■ **WHAT TO PRODUCE**
Reproduce the rows from the line containing "tree on hillside | bbox" through the line containing "[0,0,474,115]", swapping "shadow" for "shade" and leaving everything else unchanged.

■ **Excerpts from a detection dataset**
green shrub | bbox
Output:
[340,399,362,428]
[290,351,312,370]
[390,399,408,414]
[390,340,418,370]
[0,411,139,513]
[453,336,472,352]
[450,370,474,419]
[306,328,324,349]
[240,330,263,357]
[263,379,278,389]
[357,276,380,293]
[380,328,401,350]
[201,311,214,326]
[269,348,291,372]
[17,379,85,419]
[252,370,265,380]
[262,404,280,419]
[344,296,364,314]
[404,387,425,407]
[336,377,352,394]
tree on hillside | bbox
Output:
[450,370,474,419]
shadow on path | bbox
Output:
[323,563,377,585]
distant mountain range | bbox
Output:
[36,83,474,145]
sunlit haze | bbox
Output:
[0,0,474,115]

* * *

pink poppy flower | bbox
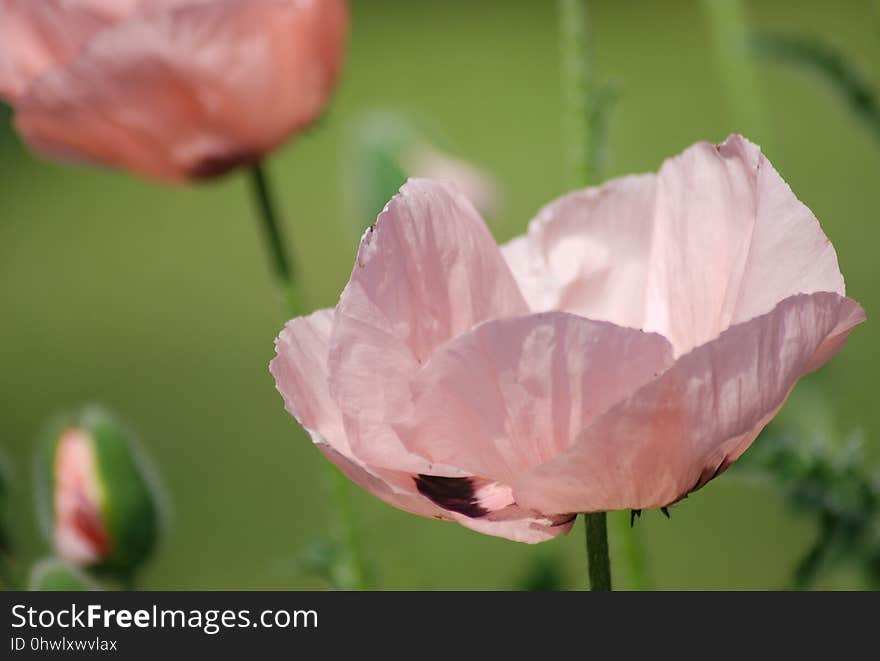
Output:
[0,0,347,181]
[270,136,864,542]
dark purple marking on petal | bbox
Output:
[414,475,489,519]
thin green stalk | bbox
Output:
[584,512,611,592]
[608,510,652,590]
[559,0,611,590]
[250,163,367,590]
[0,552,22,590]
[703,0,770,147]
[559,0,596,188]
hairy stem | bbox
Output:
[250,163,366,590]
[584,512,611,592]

■ **EXERCISE ANSWER**
tree on hillside | bbox
Output:
[450,370,474,419]
shade on path | bbox
Output:
[323,563,377,585]
distant mountain range | bbox
Output:
[36,83,474,145]
sunlit haze | bbox
Output:
[0,0,474,115]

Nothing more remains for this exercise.